◆ Text to read
========================================
Part 2
Virtualization
OpenStack is a cloud operating system. To learn OpenStack, one must first grasp some knowledge related to virtualization and cloud computing.
Virtualization
Virtualization is the foundation of cloud computing. Simply put, virtualization allows multiple virtual machines to run on a single physical server, where the virtual machines share the physical machine’s CPU, memory, and I/O hardware resources, but logically, the virtual machines are isolated from each other.
The physical machine is generally referred to as the Host, and the virtual machines running on the Host are called Guests.
So how does the Host virtualize its hardware resources and provide them for the Guests? This is primarily achieved through a program called a Hypervisor.
Depending on the implementation method and location of the Hypervisor, virtualization is divided into two types: Type 1 virtualization and Type 2 virtualization.
Type 1 Virtualization
The Hypervisor is installed directly on the physical machine, and multiple virtual machines run on the Hypervisor. The implementation of the Hypervisor is generally a specially customized Linux system. Xen and VMware’s ESXi belong to this type.
Type 2 Virtualization
A conventional operating system, such as Redhat, Ubuntu, or Windows, is first installed on the physical machine. The Hypervisor runs as a program module on the OS and manages the virtual machines. KVM, VirtualBox, and VMware Workstation belong to this type.
Theoretically speaking:
Type 1 virtualization is generally specially optimized for hardware virtualization features, resulting in better performance compared to Type 2;
Type 2 virtualization, being based on a regular operating system, is more flexible, for example, it supports nested virtual machines. Nesting means that you can run KVM within a KVM virtual machine.
========================================
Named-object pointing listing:
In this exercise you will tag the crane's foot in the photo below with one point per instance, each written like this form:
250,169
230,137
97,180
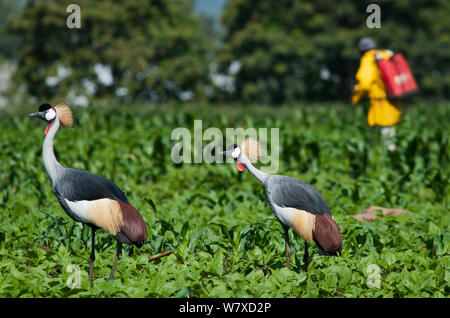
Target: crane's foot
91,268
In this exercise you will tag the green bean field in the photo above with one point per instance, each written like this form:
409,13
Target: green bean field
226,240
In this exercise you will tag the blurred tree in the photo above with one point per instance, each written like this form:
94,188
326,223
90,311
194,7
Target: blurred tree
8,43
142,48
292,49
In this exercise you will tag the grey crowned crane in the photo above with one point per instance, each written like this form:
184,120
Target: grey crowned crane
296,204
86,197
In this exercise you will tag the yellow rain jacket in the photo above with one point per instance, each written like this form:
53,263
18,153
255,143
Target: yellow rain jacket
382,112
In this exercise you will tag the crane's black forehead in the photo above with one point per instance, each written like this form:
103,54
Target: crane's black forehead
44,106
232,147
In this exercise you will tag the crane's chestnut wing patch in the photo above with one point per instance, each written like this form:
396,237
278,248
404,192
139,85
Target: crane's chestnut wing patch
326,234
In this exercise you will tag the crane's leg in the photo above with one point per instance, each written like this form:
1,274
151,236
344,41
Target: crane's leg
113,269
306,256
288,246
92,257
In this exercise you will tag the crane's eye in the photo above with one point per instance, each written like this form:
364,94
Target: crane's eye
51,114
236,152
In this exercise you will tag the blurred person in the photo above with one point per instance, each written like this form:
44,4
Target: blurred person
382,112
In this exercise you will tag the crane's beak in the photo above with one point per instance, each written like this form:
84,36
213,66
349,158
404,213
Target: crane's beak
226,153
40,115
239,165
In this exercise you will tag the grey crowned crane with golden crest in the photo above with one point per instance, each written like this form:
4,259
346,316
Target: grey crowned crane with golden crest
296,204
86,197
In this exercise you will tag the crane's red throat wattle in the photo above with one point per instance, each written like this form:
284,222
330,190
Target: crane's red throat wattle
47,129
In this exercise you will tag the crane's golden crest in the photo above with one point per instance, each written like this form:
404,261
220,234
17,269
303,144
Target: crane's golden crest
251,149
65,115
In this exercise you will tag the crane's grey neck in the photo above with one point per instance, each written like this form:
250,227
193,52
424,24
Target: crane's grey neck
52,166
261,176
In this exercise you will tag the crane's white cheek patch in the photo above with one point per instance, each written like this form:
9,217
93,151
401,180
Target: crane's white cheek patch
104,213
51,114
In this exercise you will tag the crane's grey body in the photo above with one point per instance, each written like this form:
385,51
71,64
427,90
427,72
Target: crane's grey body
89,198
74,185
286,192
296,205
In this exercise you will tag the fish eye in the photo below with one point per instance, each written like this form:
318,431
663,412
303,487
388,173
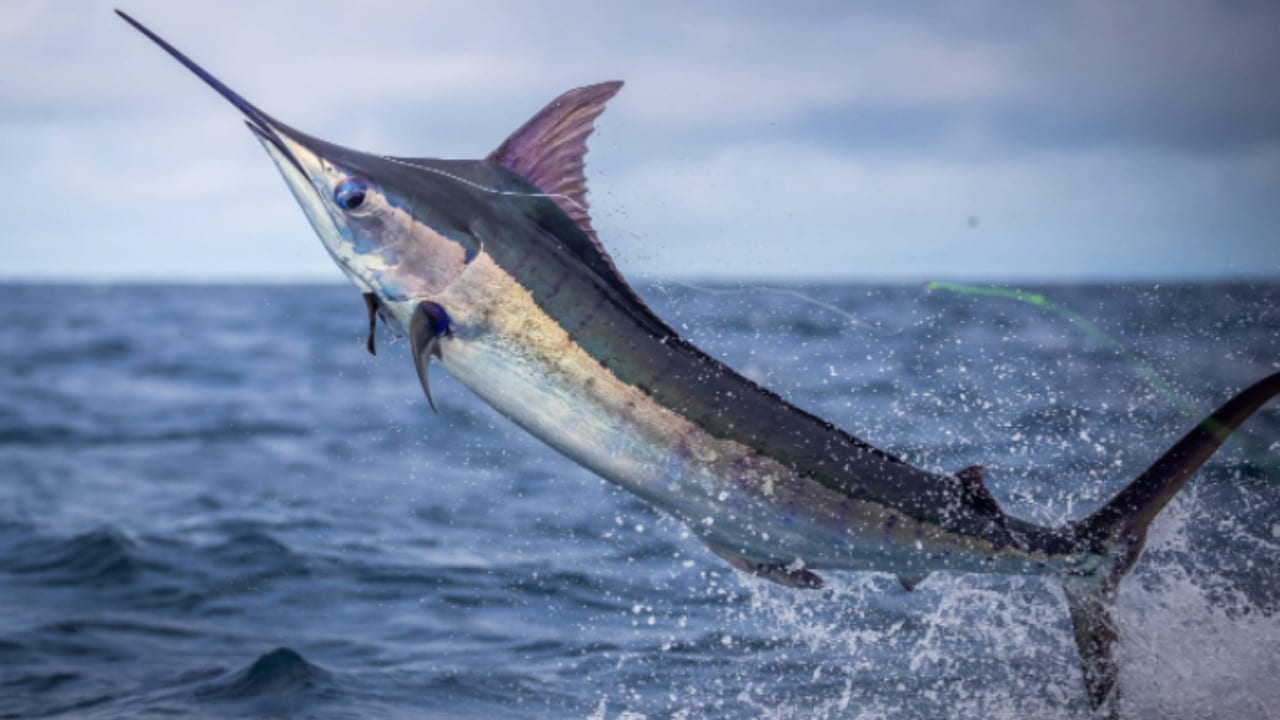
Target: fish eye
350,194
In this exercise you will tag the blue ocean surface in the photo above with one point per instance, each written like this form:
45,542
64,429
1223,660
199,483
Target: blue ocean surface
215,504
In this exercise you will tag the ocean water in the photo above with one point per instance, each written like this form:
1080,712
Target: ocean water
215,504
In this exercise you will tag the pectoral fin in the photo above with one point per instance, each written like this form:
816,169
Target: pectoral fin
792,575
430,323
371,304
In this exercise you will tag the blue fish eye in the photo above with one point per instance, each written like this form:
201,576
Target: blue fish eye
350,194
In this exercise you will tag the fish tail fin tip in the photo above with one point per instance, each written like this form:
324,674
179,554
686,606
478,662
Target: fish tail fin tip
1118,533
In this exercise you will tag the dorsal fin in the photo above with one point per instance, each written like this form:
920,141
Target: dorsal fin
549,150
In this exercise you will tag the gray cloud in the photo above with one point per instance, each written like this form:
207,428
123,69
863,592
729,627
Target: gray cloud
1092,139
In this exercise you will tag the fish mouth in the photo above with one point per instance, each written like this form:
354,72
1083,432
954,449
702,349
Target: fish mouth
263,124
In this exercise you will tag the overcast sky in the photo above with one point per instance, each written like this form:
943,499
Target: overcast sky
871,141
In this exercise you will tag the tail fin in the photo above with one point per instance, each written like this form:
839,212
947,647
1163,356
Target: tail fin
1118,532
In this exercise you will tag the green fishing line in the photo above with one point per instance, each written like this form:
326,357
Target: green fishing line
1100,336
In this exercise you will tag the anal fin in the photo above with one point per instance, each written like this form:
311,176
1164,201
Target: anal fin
========================================
From the virtualization overview, pull out the stretch from "The physical machine is" through "ESXi belong to this type.", word for word. The listing was taken from a separate source.

◆ Solution to the problem
The physical machine is generally referred to as the Host, and the virtual machines running on the Host are called Guests.
So how does the Host virtualize its hardware resources and provide them for the Guests? This is primarily achieved through a program called a Hypervisor.
Depending on the implementation method and location of the Hypervisor, virtualization is divided into two types: Type 1 virtualization and Type 2 virtualization.
Type 1 Virtualization
The Hypervisor is installed directly on the physical machine, and multiple virtual machines run on the Hypervisor. The implementation of the Hypervisor is generally a specially customized Linux system. Xen and VMware’s ESXi belong to this type.